==== Фрагмент документа ====
#  > > >  >  > Форум >  > > >  >  > Буддийские форумы >  > > >  >  > Тибетский буддизм >  > > >  >  > Кагью >  > > >  >  >  Текст садханы Ваджрасаттвы, переданной Кармапой Тхайе Дордже в Москве

## Ахмед

В Москве Карамапа Тхайе Дордже передал садхану Ваджрасаттвы.
Где можно взять именно ее, а не брошюры с практикой Алмазного Ума, продаваемые в центрах Алмазном Пути Оле Нидала?

----------


## Гьялцен

Брошюры, продаваемые в АП, относятся не к садхане Ваджрасаттвы, а являются адаптированной  медитацией из нендро карма кагью. Для начала уточните, давал ли Тхае Дордже именно садхану Ваджрасаттвы (если да, то какую, практик Ваджрасаттвы много), или же передал лунг на нендро. Если Вам интересно, могу в эл. виде скинуть нендро карма кагью на тибетском с русским переводом, пишите в личку.
====
Чем, по словам Гьялцена в обсуждении садханы Ваджрасаттвы, являются брошюры, продаваемые в АП?
==== Список строк ====
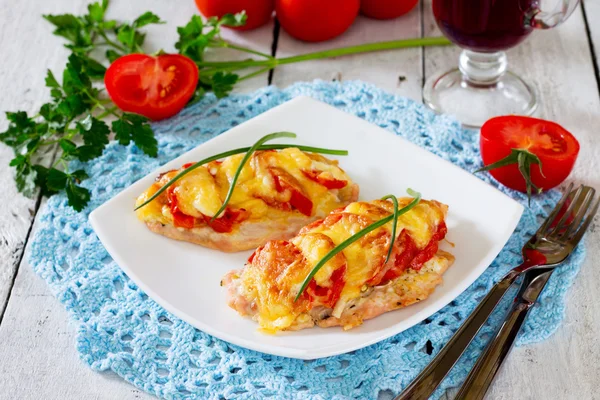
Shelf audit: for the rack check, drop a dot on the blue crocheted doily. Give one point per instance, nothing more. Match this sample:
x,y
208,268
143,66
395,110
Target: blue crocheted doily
x,y
123,330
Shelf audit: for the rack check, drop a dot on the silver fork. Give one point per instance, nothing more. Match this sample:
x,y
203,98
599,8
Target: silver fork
x,y
548,247
482,375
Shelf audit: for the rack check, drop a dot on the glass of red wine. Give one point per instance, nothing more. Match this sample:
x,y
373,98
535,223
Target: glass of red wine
x,y
482,87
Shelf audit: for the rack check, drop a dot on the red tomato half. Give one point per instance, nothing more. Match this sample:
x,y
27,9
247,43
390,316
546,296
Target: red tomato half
x,y
259,12
386,9
556,148
316,20
155,87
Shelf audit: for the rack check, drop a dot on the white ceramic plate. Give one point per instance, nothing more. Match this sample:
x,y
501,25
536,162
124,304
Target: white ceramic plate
x,y
184,278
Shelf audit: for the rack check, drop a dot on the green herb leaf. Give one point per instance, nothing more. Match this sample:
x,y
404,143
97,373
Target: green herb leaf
x,y
112,55
56,179
95,138
146,19
192,40
236,176
233,152
41,180
79,175
340,247
231,20
96,12
222,83
78,196
26,178
67,146
51,81
132,127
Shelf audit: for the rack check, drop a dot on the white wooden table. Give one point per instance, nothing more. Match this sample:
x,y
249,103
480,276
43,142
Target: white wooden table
x,y
38,359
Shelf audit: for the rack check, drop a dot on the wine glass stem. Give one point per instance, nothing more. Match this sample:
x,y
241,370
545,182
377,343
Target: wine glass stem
x,y
482,69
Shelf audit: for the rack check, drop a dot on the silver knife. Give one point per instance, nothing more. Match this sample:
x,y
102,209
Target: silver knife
x,y
481,376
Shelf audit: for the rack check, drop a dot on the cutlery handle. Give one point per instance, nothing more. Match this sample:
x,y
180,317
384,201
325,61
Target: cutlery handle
x,y
481,376
430,378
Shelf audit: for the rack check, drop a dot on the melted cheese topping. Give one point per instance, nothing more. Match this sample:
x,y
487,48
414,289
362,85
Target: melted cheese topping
x,y
202,191
273,280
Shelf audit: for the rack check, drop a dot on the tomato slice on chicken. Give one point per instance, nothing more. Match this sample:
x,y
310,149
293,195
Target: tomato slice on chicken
x,y
155,87
285,182
554,146
328,295
326,179
179,218
224,224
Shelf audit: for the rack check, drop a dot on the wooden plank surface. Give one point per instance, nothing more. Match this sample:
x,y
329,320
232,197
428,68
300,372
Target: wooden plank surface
x,y
559,63
398,71
37,354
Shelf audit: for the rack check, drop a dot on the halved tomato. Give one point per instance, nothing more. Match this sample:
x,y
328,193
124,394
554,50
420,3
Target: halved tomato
x,y
155,87
527,138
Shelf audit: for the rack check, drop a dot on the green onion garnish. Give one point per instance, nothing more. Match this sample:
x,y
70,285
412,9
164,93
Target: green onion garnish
x,y
249,153
394,223
340,247
238,151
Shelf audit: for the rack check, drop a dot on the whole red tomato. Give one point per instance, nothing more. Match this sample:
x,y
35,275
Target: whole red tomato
x,y
556,148
259,12
155,87
316,20
386,9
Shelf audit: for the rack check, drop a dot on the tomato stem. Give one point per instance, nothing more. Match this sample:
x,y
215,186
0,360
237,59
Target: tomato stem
x,y
228,45
254,74
524,160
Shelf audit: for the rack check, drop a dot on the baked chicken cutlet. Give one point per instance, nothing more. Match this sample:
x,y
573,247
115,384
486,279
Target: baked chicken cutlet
x,y
356,284
277,193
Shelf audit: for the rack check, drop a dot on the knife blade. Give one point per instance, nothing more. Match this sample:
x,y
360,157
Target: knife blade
x,y
482,375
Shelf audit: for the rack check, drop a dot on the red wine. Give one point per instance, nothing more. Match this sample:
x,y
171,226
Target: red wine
x,y
484,25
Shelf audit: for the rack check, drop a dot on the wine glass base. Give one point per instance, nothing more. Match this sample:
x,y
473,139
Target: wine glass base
x,y
473,104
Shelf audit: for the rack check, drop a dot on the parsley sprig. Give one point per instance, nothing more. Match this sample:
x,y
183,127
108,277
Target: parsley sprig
x,y
75,119
79,118
363,232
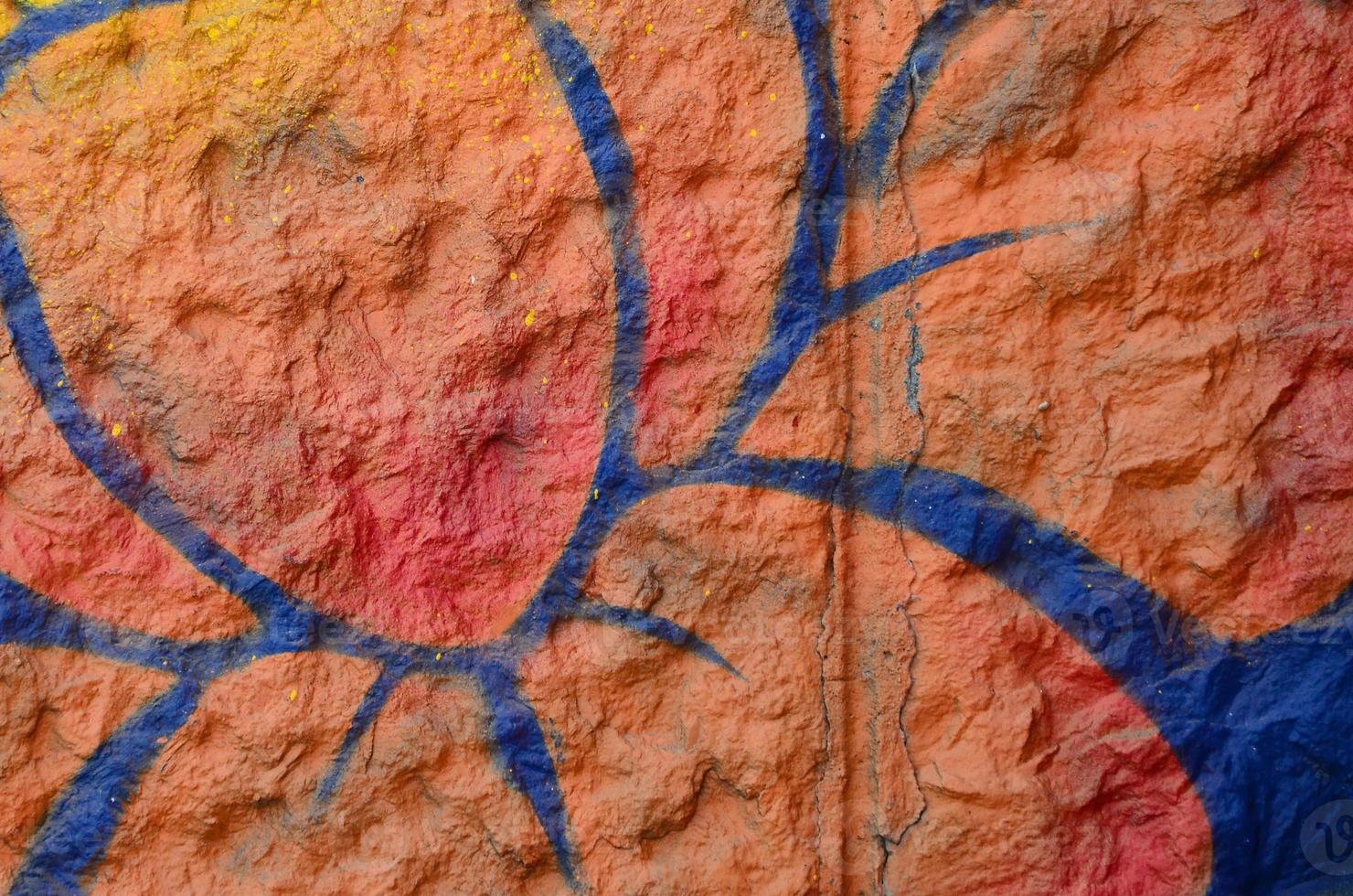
====
Результат задания | Адаптированной медитацией из нендро карма кагью, а не садханой Ваджрасаттвы.